* [Article]
···

And the old man said, yes. And then the tough old Zen master burst into tears, and they streamed on his face. He said, now I see that my disciple finally understands my teaching. He is ripe. And he's our uncle and grand-uncle. We have such wonderful relatives. They aren't directly our grandfather and great-grandfather. They're more uncles,

[37:50]

because Kishizawa Ian Roshi was Suzuki Roshi's second teacher. But it's the same spirit of the practice called just wholeheartedly, exactly, be in each moment what is happening. This is exactly Buddha. This is the end of suffering. And if we do this practice, we will see our deceased teachers. We will see Suzuki Roshi. We will see his teachers all the way back to Shakyamuni. We'll see all their faces right now if we practice this way. We can realize this practice

[38:55]

because we are already this way. It's not some stretch. It's just to give up all stretching, give up all alternatives, and just be present completely now. In all the complexity and dynamic flux of our intense, vivid, spontaneously arising precious life. I have 30 seconds. And you have 30 seconds.

···

* [Items]

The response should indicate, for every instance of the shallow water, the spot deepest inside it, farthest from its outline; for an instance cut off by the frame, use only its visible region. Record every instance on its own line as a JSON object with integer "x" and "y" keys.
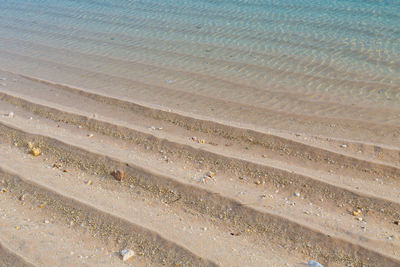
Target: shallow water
{"x": 338, "y": 51}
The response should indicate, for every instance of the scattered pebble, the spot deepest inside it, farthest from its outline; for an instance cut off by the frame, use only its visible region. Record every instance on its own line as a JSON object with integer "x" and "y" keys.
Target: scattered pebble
{"x": 118, "y": 175}
{"x": 35, "y": 151}
{"x": 30, "y": 145}
{"x": 126, "y": 254}
{"x": 314, "y": 264}
{"x": 210, "y": 174}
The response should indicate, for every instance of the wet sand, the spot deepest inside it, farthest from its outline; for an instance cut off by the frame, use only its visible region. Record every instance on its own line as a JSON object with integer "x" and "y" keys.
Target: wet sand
{"x": 243, "y": 134}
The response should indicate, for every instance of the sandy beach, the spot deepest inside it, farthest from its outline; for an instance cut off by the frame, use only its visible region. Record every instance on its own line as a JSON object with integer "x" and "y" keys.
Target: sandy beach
{"x": 192, "y": 142}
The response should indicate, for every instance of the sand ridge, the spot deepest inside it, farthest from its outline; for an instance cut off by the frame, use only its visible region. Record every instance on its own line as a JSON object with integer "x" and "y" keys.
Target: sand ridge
{"x": 274, "y": 192}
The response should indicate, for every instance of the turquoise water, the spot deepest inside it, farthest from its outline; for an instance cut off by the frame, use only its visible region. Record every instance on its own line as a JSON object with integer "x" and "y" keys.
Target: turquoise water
{"x": 348, "y": 49}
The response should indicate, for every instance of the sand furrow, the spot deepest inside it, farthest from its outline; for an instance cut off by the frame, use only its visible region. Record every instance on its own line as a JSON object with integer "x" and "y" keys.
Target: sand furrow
{"x": 11, "y": 258}
{"x": 228, "y": 110}
{"x": 104, "y": 223}
{"x": 213, "y": 204}
{"x": 302, "y": 151}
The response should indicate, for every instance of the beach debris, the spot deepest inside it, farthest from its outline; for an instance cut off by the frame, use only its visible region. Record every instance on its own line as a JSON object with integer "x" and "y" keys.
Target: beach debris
{"x": 210, "y": 174}
{"x": 118, "y": 175}
{"x": 314, "y": 264}
{"x": 35, "y": 151}
{"x": 156, "y": 128}
{"x": 30, "y": 145}
{"x": 57, "y": 165}
{"x": 126, "y": 254}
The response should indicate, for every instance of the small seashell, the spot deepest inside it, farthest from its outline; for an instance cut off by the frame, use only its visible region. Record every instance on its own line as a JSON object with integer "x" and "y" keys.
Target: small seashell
{"x": 35, "y": 151}
{"x": 118, "y": 175}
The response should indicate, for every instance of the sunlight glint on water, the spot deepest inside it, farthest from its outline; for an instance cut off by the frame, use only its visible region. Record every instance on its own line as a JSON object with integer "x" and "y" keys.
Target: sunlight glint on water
{"x": 340, "y": 48}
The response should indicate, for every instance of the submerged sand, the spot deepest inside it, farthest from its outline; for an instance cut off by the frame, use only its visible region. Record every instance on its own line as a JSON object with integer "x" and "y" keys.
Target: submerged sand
{"x": 201, "y": 133}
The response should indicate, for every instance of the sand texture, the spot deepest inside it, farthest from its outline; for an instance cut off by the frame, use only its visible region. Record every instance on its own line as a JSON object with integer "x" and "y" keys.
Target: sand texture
{"x": 234, "y": 133}
{"x": 184, "y": 188}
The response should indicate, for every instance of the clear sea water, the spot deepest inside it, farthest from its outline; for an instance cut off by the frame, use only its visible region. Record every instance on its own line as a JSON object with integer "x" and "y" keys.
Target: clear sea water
{"x": 340, "y": 48}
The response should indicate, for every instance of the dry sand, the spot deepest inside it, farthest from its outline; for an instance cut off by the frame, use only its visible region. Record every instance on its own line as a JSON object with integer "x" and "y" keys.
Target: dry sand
{"x": 200, "y": 187}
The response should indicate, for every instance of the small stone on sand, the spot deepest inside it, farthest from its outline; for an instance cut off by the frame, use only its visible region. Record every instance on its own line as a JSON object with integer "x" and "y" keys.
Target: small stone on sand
{"x": 210, "y": 174}
{"x": 126, "y": 254}
{"x": 35, "y": 151}
{"x": 118, "y": 175}
{"x": 30, "y": 145}
{"x": 314, "y": 264}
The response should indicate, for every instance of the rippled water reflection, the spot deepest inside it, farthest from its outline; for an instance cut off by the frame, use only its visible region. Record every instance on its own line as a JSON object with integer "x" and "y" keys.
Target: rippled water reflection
{"x": 344, "y": 49}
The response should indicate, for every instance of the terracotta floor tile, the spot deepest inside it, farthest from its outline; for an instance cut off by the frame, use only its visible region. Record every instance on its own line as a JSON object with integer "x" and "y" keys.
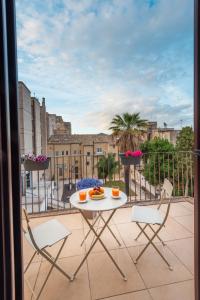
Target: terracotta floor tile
{"x": 177, "y": 209}
{"x": 129, "y": 232}
{"x": 186, "y": 221}
{"x": 174, "y": 230}
{"x": 106, "y": 281}
{"x": 184, "y": 250}
{"x": 153, "y": 269}
{"x": 30, "y": 279}
{"x": 122, "y": 215}
{"x": 71, "y": 221}
{"x": 58, "y": 287}
{"x": 72, "y": 246}
{"x": 177, "y": 291}
{"x": 141, "y": 295}
{"x": 188, "y": 205}
{"x": 107, "y": 239}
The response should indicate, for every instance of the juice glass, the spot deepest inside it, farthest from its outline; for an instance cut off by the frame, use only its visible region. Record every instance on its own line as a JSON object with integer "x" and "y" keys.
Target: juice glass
{"x": 115, "y": 191}
{"x": 82, "y": 195}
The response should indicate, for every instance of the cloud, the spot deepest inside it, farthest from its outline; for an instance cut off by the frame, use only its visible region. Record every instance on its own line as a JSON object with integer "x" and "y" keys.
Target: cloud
{"x": 92, "y": 59}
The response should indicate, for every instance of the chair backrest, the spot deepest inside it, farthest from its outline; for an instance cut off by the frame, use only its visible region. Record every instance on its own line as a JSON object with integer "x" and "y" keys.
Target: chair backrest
{"x": 166, "y": 192}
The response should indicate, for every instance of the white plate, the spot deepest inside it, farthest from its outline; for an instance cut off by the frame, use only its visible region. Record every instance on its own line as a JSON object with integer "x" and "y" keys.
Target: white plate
{"x": 83, "y": 201}
{"x": 116, "y": 197}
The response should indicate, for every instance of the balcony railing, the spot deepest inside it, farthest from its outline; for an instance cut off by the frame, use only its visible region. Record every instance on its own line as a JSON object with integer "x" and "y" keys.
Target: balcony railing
{"x": 50, "y": 189}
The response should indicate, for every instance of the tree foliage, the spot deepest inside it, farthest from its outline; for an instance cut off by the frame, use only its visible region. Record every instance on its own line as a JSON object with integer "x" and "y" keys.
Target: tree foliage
{"x": 107, "y": 166}
{"x": 185, "y": 139}
{"x": 129, "y": 130}
{"x": 158, "y": 160}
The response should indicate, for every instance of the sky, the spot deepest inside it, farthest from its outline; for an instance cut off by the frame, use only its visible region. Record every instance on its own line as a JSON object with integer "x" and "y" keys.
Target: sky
{"x": 92, "y": 59}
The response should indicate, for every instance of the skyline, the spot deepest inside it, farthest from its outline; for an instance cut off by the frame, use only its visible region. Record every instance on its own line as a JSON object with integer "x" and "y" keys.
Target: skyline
{"x": 94, "y": 59}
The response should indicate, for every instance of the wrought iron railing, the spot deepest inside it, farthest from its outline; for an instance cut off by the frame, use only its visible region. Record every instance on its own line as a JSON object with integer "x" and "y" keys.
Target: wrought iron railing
{"x": 50, "y": 189}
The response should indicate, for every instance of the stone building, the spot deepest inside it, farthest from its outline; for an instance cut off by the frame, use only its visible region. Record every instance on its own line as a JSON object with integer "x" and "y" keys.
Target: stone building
{"x": 43, "y": 124}
{"x": 36, "y": 126}
{"x": 169, "y": 134}
{"x": 76, "y": 156}
{"x": 56, "y": 125}
{"x": 25, "y": 119}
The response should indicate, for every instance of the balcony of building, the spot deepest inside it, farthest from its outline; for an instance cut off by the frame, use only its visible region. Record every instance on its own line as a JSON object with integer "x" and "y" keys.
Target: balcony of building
{"x": 46, "y": 195}
{"x": 150, "y": 279}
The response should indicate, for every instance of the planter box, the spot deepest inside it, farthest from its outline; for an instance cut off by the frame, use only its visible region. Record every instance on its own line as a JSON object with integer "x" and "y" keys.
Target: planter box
{"x": 130, "y": 160}
{"x": 30, "y": 165}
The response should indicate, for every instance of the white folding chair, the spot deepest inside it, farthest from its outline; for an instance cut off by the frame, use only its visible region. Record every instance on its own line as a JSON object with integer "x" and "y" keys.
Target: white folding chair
{"x": 152, "y": 216}
{"x": 41, "y": 237}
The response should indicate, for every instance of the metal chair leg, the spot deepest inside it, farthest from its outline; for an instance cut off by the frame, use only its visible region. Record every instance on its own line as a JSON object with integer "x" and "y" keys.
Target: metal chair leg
{"x": 110, "y": 230}
{"x": 140, "y": 232}
{"x": 53, "y": 263}
{"x": 30, "y": 261}
{"x": 89, "y": 231}
{"x": 151, "y": 243}
{"x": 92, "y": 246}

···

* [What is asked]
- a) Repeat, word for word, the passage of the Zen talk starting with "because we are" and going on through "you have 30 seconds.".
- b) Find each line in the rows that contains the word "foliage", and copy every such line in full.

* [Solutions to each task]
- a)
because we are already this way. It's not some stretch. It's just to give up all stretching, give up all alternatives, and just be present completely now. In all the complexity and dynamic flux of our intense, vivid, spontaneously arising precious life. I have 30 seconds. And you have 30 seconds.

- b)
The response should indicate, for every instance of the tree foliage, the spot deepest inside it, farthest from its outline; for an instance cut off by the frame, use only its visible region. Record every instance on its own line as a JSON object with integer "x" and "y" keys.
Target: tree foliage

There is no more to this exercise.